==== Text shown

Jean Valjean, a convict of unusual strength, originally sentenced to five years in prison for stealing a loaf of bread for his sister's starving family. Attempts to escape have kept him in the galleys for nineteen years before he is released in 1815. Police Inspector Javert is sure he will be back for his passport, proclaiming him an ex-convict and preventing him from getting work. He stops at the home of the Bishop of D-, who treats him well despite Jean's attempts to rob him of some silverware. Eventually, calling himself Father Madeleine, a man with no previous history, he appears in the town of M. sur M. His discovery of a method for making clasps for jewelry brings prosperity to the whole village, and the people elect him mayor. Then his conscience forces him to confess his former identity to save a prisoner who was unjustly arrested as Valjean. Again he escapes from the galleys and from Inspector Javert, until he is betrayed by a blackmailer. In the end he dies peacefully, surrounded by those he loves and with his entangled past revealed. His final act is to give Cosette the Bishop's silver candlesticks, which he had kept for years while trying to deserve the Bishop's confidence.
Fantine, a beautiful girl of Paris whose attempts to find a home for her illegitimate daughter Cosette have put her into the power of money-mad M. Thenardier. Unable to meet his demands for more money after the foreman of Father Madeleine's factory fires her upon learning of her earlier history, she turns prostitute, only to have Inspector Javert arrest her. By this time she is sick and dying. Father Madeleine promises to go get Cosette and look after her.

========
==== Extracted information

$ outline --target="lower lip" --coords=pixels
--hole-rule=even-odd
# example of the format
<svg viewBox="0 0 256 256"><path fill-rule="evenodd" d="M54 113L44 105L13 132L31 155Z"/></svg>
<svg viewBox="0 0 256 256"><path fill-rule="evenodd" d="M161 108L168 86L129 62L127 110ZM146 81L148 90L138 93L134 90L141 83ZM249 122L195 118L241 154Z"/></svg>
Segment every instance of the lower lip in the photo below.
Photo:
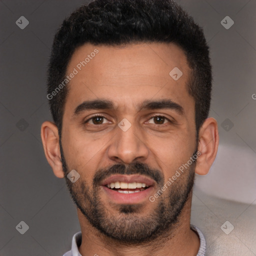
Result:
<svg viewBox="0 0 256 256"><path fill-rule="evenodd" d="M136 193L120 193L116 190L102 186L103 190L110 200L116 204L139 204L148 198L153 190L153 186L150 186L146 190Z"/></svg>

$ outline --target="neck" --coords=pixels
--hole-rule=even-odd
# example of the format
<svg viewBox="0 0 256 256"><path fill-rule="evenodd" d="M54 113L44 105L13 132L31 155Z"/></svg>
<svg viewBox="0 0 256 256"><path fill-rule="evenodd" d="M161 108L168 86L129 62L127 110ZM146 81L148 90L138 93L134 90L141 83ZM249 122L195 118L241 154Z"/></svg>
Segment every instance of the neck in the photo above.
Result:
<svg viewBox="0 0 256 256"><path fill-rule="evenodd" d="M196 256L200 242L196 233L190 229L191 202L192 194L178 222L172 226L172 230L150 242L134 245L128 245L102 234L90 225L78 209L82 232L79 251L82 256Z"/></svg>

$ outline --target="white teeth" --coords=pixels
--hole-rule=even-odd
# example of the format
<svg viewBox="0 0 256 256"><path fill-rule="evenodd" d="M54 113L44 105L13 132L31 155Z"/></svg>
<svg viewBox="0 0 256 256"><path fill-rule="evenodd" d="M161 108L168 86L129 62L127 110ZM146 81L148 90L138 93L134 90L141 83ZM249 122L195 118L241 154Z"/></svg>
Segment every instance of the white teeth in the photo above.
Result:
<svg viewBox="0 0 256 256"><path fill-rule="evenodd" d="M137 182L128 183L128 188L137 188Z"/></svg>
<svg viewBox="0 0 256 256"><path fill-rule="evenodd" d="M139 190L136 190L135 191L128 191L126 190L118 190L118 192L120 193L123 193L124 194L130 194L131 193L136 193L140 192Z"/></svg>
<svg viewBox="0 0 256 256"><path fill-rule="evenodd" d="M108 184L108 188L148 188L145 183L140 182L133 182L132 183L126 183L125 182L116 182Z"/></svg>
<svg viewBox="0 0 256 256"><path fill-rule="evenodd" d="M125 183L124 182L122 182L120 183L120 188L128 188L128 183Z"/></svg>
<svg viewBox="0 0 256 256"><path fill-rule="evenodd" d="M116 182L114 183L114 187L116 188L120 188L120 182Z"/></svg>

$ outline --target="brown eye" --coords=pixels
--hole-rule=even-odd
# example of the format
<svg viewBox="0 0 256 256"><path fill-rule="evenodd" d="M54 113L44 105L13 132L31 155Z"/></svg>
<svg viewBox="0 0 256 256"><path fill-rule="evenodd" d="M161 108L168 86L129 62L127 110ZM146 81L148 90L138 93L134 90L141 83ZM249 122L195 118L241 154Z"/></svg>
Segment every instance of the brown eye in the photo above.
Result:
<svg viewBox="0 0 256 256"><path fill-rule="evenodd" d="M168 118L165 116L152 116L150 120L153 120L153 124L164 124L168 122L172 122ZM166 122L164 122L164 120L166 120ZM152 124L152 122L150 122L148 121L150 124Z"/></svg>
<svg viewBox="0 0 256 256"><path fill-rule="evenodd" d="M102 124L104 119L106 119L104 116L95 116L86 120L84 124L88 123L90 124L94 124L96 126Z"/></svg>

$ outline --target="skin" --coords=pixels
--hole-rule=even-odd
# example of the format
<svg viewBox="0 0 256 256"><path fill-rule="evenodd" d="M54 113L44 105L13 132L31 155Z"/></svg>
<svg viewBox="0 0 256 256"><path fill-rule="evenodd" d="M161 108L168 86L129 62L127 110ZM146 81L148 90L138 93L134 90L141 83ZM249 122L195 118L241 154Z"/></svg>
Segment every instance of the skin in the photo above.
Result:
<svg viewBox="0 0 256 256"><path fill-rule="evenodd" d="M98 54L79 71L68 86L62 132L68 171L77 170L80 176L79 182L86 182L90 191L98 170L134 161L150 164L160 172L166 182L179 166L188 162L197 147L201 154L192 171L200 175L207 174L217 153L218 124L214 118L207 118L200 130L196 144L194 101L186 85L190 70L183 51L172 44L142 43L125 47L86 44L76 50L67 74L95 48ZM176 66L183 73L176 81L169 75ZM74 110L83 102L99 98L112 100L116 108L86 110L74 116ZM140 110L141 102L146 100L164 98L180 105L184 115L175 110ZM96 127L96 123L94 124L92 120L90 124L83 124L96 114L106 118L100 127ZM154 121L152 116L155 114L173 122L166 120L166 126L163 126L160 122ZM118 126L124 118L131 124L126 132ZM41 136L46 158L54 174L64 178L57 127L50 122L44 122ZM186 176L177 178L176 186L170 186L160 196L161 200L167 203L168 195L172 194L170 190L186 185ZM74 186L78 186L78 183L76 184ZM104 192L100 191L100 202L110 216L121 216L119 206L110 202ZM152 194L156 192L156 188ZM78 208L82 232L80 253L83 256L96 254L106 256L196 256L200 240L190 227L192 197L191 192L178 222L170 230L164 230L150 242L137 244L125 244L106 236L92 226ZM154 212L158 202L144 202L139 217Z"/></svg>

========

| Tasks |
(1) Reproduce word for word the part of the character summaries running from "Fantine, a beautiful" up to and including "look after her.".
(2) List every place named in the character summaries.
(3) Continue the character summaries after their last sentence.
The entries play no part in what is asked here.

| Expected results |
(1)
Fantine, a beautiful girl of Paris whose attempts to find a home for her illegitimate daughter Cosette have put her into the power of money-mad M. Thenardier. Unable to meet his demands for more money after the foreman of Father Madeleine's factory fires her upon learning of her earlier history, she turns prostitute, only to have Inspector Javert arrest her. By this time she is sick and dying. Father Madeleine promises to go get Cosette and look after her.

(2) D- (in "Bishop of D-"), M. sur M., Paris

(3)
Cosette, Fantine's daughter, who grows up believing herself the daughter of Father Madeleine. She is seen and loved by a young lawyer, Marius Pontmercy; but Valjean, fearing he will be compelled to reveal her story and his own if she marries, plans to take her away. Cosette hears from Pontmercy again as she is about to leave for England with her supposed father. She sends him a note which brings his answer that he is going to seek death at the barricades.
Inspector Javert, a police inspector with a strong sense of duty that impels him to track down the man whom he considers a depraved criminal. Finally, after Valjean saves his life at the barricades, where the crowd wants to kill him as a police spy, he struggles between his sense of duty and his reluctance to take back to prison a man who could have saved himself by letting the policeman die. His solution is to drown himself in the Seine River.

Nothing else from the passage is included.